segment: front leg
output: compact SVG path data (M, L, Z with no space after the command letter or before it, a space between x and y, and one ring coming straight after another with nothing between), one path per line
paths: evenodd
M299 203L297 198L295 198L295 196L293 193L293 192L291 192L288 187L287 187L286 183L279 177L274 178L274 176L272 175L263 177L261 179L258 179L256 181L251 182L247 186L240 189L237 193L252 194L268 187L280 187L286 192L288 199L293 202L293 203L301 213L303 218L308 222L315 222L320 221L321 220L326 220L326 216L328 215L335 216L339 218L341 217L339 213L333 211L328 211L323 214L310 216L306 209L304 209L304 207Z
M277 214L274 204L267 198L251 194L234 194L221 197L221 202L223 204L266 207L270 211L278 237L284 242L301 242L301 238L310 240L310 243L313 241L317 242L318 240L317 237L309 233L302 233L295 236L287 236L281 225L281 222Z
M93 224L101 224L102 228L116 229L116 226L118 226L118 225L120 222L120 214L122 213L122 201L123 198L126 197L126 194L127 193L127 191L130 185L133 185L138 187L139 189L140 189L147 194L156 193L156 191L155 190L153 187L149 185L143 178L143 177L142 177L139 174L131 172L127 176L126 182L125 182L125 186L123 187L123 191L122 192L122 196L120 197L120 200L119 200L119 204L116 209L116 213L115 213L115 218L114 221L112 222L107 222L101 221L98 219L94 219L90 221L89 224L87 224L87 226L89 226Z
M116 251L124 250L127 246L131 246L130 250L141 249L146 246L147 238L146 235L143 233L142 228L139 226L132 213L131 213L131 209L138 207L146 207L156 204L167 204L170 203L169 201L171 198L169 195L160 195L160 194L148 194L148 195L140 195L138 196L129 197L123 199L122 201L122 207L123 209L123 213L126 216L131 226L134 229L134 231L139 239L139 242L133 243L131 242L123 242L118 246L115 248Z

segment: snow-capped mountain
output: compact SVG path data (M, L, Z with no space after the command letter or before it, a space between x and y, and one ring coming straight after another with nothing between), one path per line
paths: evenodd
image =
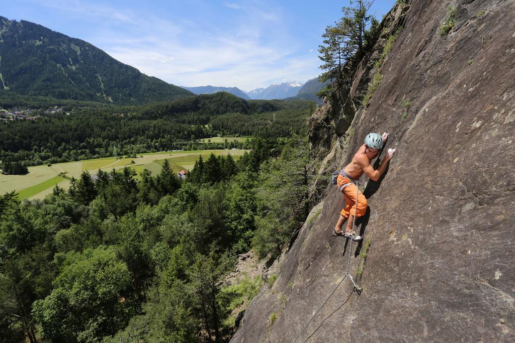
M247 92L251 99L284 99L297 95L302 84L297 81L283 82L281 84L274 83L265 88L258 88Z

********

## Aim
Could you write out the rows again from the start through the line containing "M93 224L101 224L102", replacing "front leg" with "foreleg" and leaving everything else untouched?

## Written response
segment: foreleg
output: compact SVG path data (M, L, Z with no space after the command letter or before it, a space between x and y, and one ring coming straight after another with nothing between), one path per line
paths: evenodd
M299 203L297 198L295 198L295 196L293 193L293 192L291 192L288 187L287 187L286 183L279 177L274 178L274 176L272 175L263 177L261 179L258 179L256 181L251 182L247 186L240 189L237 193L252 194L268 187L280 187L286 192L288 199L293 202L293 203L301 213L303 218L308 222L315 222L320 221L321 220L326 220L326 216L328 215L335 216L339 218L341 217L339 213L333 211L328 211L323 214L310 216L306 209L304 209L304 207Z
M277 214L274 204L267 198L251 194L234 194L221 197L221 202L223 204L266 207L270 211L278 237L284 242L301 242L301 238L310 240L310 243L313 241L317 242L318 240L317 237L309 233L302 233L295 236L287 236L281 225L281 222Z
M93 224L101 224L102 228L116 229L116 226L118 226L118 225L120 222L120 214L122 213L122 201L123 198L126 197L126 194L127 193L127 191L130 185L133 185L138 187L139 189L140 189L147 194L156 193L156 191L155 190L153 187L149 185L143 178L143 177L142 177L139 174L131 172L127 176L126 182L125 182L125 186L123 187L123 191L122 192L122 196L120 197L120 200L119 200L119 204L116 209L116 213L115 213L115 218L114 221L112 222L107 222L101 221L98 219L94 219L90 221L89 224L87 224L87 226L89 226Z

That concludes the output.